### EXTRACTED DATA
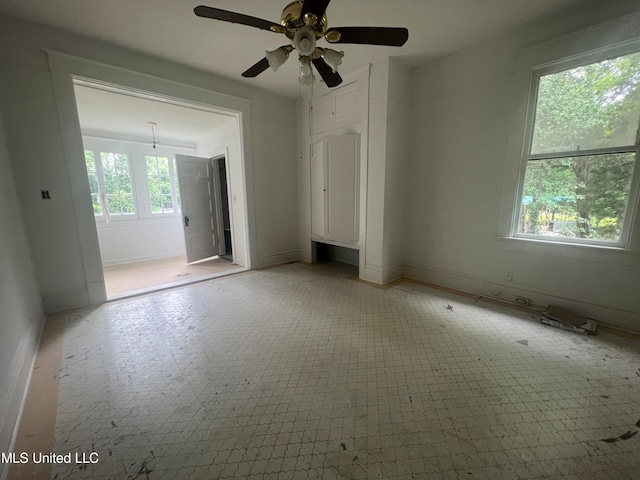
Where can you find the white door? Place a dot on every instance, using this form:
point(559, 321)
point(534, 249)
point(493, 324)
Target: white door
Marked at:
point(199, 197)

### WHAT YOU HAVE TO DO
Please state how many lines in the records contain the word "door", and give only that number.

### RESULT BELOW
2